## Excerpt provided
* begin *
The Central Park West apartment that was home to Harrison Ford and his soon-to-be ex-wife, screenwriter Melissa Mathison, has gone to contract to a neighbor in the building for “millions less” than its $18 million asking price, according to sources close to the building. The man who signed on the dotted line is Gary Lieberman, a hedge-fund manager and owner of the Westchester Wildfire, a team in the United States Basketball League, which is a feeder league for the N.B.A.

The Ford/Mathison apartment spans the 14th and 15th floors of 101 Central Park West, one of the West Side’s most storied buildings. Mr. Lieberman, 49, also lives on the 15th floor of the building. But it looks like he’s swapping rather than combining the spaces: His unit, 15C, just hit the market for $9 million. Mr. Lieberman would not comment for this article.
* end *
## Information supplied
* begin *
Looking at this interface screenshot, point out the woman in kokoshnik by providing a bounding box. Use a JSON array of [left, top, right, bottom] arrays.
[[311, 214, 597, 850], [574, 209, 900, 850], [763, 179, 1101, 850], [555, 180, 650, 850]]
* end *
## What is asked
a) Repeat the passage about the Ford and Mathison apartment word for word, from "The Ford/Mathison apartment" up to and including "for this article.".
b) Go on with the article about the sale of the Ford and Mathison apartment, starting right after its last sentence.
The material plays no part in what follows.

## Solved problems
a)
The Ford/Mathison apartment spans the 14th and 15th floors of 101 Central Park West, one of the West Side’s most storied buildings. Mr. Lieberman, 49, also lives on the 15th floor of the building. But it looks like he’s swapping rather than combining the spaces: His unit, 15C, just hit the market for $9 million. Mr. Lieberman would not comment for this article.

b)
The Ford/Mathison apartment hit the market earlier this summer, but Mr. Ford hasn’t been living there since the fall of 2000, when he first separated from Ms. Mathison. And because their divorce hasn’t been finalized yet, it’s unclear exactly who owns the unit. All brokers on the deal declined to comment, as did Mr. Ford’s lawyer and Ms. Mathison’s lawyer. The latter, Susan Carter, said she didn’t know when the divorce would be official.

Mr. Lieberman’s intended purchase, a 12-room duplex spread, combines two apartments that Mr. Ford and Ms. Mathison purchased at different times.

Records weren’t available for the 14th-floor purchase, but the couple closed on the 15th-floor apartment in late 1997 for $2.725 million. The apartment has four bedrooms, four bathrooms and 30 feet of frontage on the park. The lower floor has a dark-paneled library with a wet bar, a formal dining room, a windowed breakfast area and a custom kitchen. The upstairs master bedroom has seven windows (five of them on the park) and a wood-burning fireplace.

Ms. Mathison, the screenwriter of such films as The Black Stallion and Kundun , has been married to Mr. Ford since 1983. They have two children, Malcom, 16, and Georgia, 12. The family used to split their time between New York and an 800-acre ranch in Jackson Hole, Wyo. In the fall of 2000, however, rumors began to swirl that their 17-year marriage was on the rocks, and in November of that year the couple announced that they had been living apart for a month. Ms. Mathison filed for a legal separation nine months later.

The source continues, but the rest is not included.